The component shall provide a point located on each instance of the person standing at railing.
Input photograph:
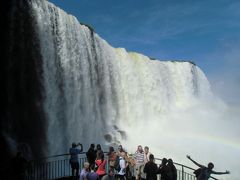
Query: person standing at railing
(139, 158)
(122, 163)
(109, 176)
(112, 156)
(74, 151)
(151, 169)
(205, 172)
(101, 165)
(91, 156)
(173, 170)
(84, 171)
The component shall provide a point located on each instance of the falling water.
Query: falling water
(94, 93)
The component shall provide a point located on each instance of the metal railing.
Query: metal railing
(58, 166)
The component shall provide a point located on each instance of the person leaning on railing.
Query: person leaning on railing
(74, 151)
(206, 171)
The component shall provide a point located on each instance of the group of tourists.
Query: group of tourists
(123, 166)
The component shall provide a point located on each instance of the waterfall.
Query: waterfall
(94, 90)
(84, 90)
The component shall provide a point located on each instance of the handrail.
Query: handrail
(184, 166)
(57, 166)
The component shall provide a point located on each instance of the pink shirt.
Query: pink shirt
(101, 166)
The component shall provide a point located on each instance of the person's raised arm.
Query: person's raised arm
(226, 172)
(199, 165)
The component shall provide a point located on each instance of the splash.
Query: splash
(95, 93)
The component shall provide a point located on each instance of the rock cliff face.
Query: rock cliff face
(22, 117)
(62, 83)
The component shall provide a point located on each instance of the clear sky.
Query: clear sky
(206, 32)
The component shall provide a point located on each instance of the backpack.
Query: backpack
(117, 164)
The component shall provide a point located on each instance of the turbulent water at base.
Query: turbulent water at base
(94, 93)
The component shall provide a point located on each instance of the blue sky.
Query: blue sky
(206, 32)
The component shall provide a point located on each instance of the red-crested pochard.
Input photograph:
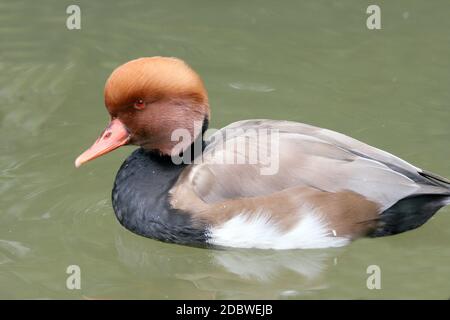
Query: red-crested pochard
(326, 189)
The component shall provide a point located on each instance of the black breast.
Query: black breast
(140, 200)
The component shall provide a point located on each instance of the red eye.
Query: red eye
(139, 104)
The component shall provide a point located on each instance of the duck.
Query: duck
(258, 183)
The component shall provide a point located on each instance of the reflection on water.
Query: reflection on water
(231, 273)
(308, 61)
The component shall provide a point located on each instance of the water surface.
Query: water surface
(309, 61)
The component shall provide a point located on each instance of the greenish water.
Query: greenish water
(309, 61)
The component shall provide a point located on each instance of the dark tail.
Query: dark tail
(409, 213)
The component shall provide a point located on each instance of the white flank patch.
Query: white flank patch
(258, 230)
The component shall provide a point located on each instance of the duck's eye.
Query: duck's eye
(139, 104)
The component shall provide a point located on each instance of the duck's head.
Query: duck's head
(148, 99)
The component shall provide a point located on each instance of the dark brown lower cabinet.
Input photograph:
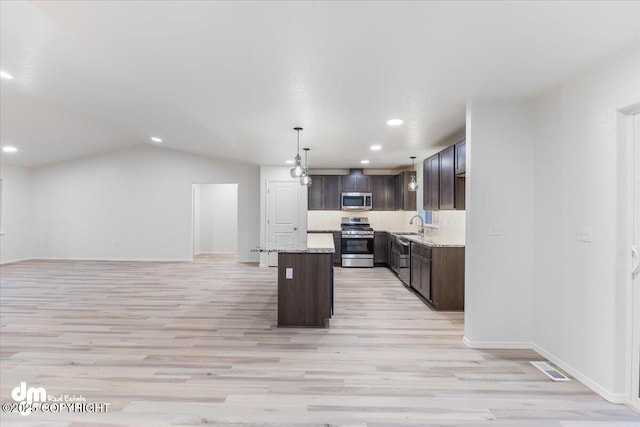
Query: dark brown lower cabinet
(421, 270)
(380, 247)
(437, 273)
(337, 243)
(306, 298)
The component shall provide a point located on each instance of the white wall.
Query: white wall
(499, 269)
(134, 204)
(547, 168)
(216, 213)
(280, 173)
(16, 214)
(580, 303)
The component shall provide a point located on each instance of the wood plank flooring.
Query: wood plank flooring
(183, 344)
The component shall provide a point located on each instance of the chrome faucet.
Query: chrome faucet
(421, 224)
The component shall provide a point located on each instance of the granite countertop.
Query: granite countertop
(428, 240)
(316, 243)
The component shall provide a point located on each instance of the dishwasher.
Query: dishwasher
(400, 259)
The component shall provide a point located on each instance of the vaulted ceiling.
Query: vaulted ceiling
(231, 79)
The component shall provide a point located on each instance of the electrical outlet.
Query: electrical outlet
(585, 234)
(495, 230)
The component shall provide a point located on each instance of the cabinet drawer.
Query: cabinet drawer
(424, 251)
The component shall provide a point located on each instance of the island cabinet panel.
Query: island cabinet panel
(447, 179)
(431, 183)
(305, 299)
(380, 247)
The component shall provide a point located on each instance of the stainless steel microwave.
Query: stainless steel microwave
(356, 201)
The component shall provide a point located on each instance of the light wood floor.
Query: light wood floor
(185, 344)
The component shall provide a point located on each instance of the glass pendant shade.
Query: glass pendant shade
(413, 183)
(305, 180)
(297, 170)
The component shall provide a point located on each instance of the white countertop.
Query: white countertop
(320, 241)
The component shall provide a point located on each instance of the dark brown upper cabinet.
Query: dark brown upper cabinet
(431, 183)
(447, 179)
(443, 186)
(383, 192)
(461, 157)
(356, 182)
(325, 192)
(405, 199)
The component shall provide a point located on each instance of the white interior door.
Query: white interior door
(635, 383)
(282, 217)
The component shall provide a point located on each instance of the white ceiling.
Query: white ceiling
(231, 79)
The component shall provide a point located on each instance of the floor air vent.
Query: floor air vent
(550, 371)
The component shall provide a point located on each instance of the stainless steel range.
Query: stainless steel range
(356, 242)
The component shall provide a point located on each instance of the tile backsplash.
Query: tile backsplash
(451, 223)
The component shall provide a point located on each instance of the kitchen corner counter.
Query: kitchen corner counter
(428, 241)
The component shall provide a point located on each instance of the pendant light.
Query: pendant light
(305, 179)
(413, 184)
(296, 171)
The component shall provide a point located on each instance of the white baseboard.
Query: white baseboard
(111, 259)
(514, 345)
(606, 394)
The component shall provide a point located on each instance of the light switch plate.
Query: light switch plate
(495, 230)
(585, 234)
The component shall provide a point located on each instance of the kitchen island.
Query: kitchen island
(305, 282)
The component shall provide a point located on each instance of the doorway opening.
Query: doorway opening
(635, 264)
(215, 220)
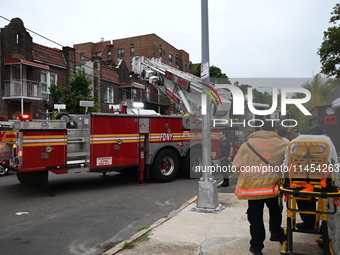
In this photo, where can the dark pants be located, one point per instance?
(308, 219)
(225, 163)
(255, 218)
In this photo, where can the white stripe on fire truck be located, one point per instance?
(127, 138)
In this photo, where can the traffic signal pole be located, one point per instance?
(207, 198)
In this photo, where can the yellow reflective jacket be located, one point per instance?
(257, 180)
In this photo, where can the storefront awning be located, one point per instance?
(13, 61)
(131, 85)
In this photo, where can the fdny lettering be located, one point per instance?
(262, 145)
(164, 137)
(2, 135)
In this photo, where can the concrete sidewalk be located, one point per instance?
(188, 231)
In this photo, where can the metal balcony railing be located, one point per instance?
(25, 89)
● ● ●
▶ Task objective: Restate every record exactly, please; do not copy the pictures.

▶ Task answer:
The component shall provide a point located on each instance of the person standing at railing.
Input photograph:
Query: person standing at railing
(139, 158)
(122, 163)
(109, 176)
(112, 156)
(74, 151)
(151, 169)
(205, 172)
(101, 165)
(91, 156)
(173, 170)
(84, 171)
The component shall provide a point located on each instance of the falling water.
Query: falling water
(94, 93)
The component shall provide a point located on each instance of the metal railing.
Query: metal railing
(58, 166)
The component shall provide a point located on each instance of the person leaning on railing.
Query: person leaning on railing
(74, 151)
(206, 171)
The component shall provide a point located on each instance of the group of tourists.
Query: group of tourists
(123, 166)
The component shall provide a point located on each instance of the waterfall.
Query: waterfall
(94, 90)
(84, 90)
The component shall provide a point located on each instance of the handrail.
Query: handrail
(184, 166)
(57, 166)
The component shall provide a point located on each instance of the pink shirt.
Query: pink shirt
(101, 166)
The component shall provide a point located on each instance of the person's raised arm.
Query: person's raised arm
(226, 172)
(199, 165)
The component shall provide a point located on each instance of the splash.
Query: splash
(95, 93)
The component shall provide a point located on each instance of the rock cliff face.
Query: rock cliff face
(22, 117)
(62, 83)
The component shall provide a point located on each instance of the clear sky.
Query: clear sky
(206, 32)
The component shall provide a point located on each instance of the backpack.
Query: backpack
(117, 164)
The component shall provide a point located on each instance of the turbulent water at base.
Query: turbulent water at base
(94, 93)
The component shall provide a point located on each instance of the blue sky.
Query: blue sky
(206, 32)
The component shall provide a point located on each instance of the red-crested pochard.
Input photograph:
Query: red-crested pochard
(326, 189)
The component shall provide a point located on each instance of the black breast.
Query: black breast
(140, 200)
The component shall provide a point located on each instance of the red eye.
Query: red eye
(139, 104)
The component shall provide a point located on each instance of the duck.
Query: duck
(258, 183)
The component shall provide a point located on each instance of the reflection on water.
Query: reflection on water
(231, 273)
(308, 61)
The component shall provide a point located on each instance of the water surface.
Query: water surface
(309, 61)
The component shall provide a point located on each instance of the greenish water.
Query: greenish water
(309, 61)
The component shall provide a point located on each instance of the dark tail.
Query: dark tail
(409, 213)
The component shall provide a point located on each instance of the white flank patch.
Query: white flank patch
(258, 230)
The component shall provide a point located on each instance of the duck's eye.
Query: duck's eye
(139, 104)
The component shall provide a point located on each instance of the duck's head.
Query: duck's head
(148, 99)
The component shall provide a point located on each instance of the dark brown lower cabinet.
Input photograph:
Query: dark brown lower cabinet
(421, 270)
(380, 247)
(437, 273)
(337, 243)
(306, 298)
The component shall provide a point located on each instance of the white wall.
Query: white wall
(499, 269)
(134, 204)
(547, 168)
(216, 213)
(280, 173)
(16, 214)
(580, 303)
The component shall provide a point located on each instance of the wood plank flooring.
Query: wood plank flooring
(183, 344)
The component shall provide a point located on each instance of the chrome faucet.
Query: chrome faucet
(421, 224)
The component shall provide a point located on each instance of the granite countertop.
Query: granite countertop
(428, 240)
(316, 243)
The component shall provide a point located on each instance of the dishwasher.
Query: dishwasher
(400, 259)
The component shall provide a point located on each instance of the vaulted ceiling.
Query: vaulted ceiling
(231, 79)
The component shall provide a point located on each instance of the electrical outlet.
Query: electrical outlet
(585, 234)
(495, 230)
The component shall provide a point located on each instance of the cabinet drawer.
Query: cabinet drawer
(424, 251)
The component shall provide a point located on each instance of the island cabinet panel.
Query: island cabinet panel
(447, 179)
(431, 183)
(305, 299)
(380, 247)
The component shall provide a point located on each instance of the stainless steel microwave.
Query: stainless steel microwave
(356, 201)
The component shall provide a point located on each instance of the light wood floor.
Query: light wood floor
(185, 344)
The component shall provide a point located on each instance of the glass pendant shade.
Query: glass pendant shade
(413, 183)
(305, 180)
(297, 170)
The component shall provide a point located on each instance of the white countertop.
Query: white countertop
(320, 241)
The component shall provide a point located on each instance of the dark brown upper cabinet.
Query: dark brown upper cabinet
(431, 183)
(447, 179)
(443, 186)
(383, 192)
(461, 157)
(356, 182)
(325, 192)
(405, 199)
The component shall provide a point located on each instance of the white interior door.
Query: white interior door
(635, 383)
(282, 217)
The component shall provide a point located on each instance of the white ceiling.
Query: white ceiling
(231, 79)
The component shall provide a point located on each instance of the floor air vent.
Query: floor air vent
(550, 371)
The component shall provide a point located on each instance of the stainless steel range.
Query: stainless steel range
(356, 242)
The component shall provide a point located on each instance of the tile backsplash.
Query: tile backsplash
(451, 223)
The component shall provide a point located on each instance of the kitchen corner counter.
Query: kitchen corner counter
(428, 241)
The component shall provide a point located on each instance of the pendant light.
Query: pendant light
(305, 179)
(413, 184)
(296, 171)
The component shall provide a point located on each instance of the white baseboard.
Query: white baseboard
(111, 259)
(514, 345)
(606, 394)
The component shall provide a point located on each instance of the light switch plate.
Query: light switch plate
(495, 230)
(585, 234)
The component shall provide a point located on each instance of the kitchen island.
Query: kitchen island
(305, 282)
The component shall provide a point located on each instance of the doorway opening.
Query: doorway opening
(635, 264)
(215, 220)
In this photo, where can the dark pants be located, one point per instance?
(308, 219)
(225, 163)
(255, 218)
In this photo, where can the white stripe on fire truck be located, one point per instance?
(127, 138)
In this photo, where can the traffic signal pole be located, one point per instance?
(207, 198)
In this photo, where can the yellow reflective jacket be located, one point per instance?
(257, 180)
In this photo, where can the storefront awning be located, one point per instance?
(13, 61)
(131, 85)
In this photo, where can the fdny lettering be located, one point per instance?
(262, 145)
(164, 137)
(2, 135)
In this photo, where can the concrete sidewalk be located, one point per instance?
(188, 231)
In this photo, where can the metal balcony railing be located, one point per instance?
(25, 89)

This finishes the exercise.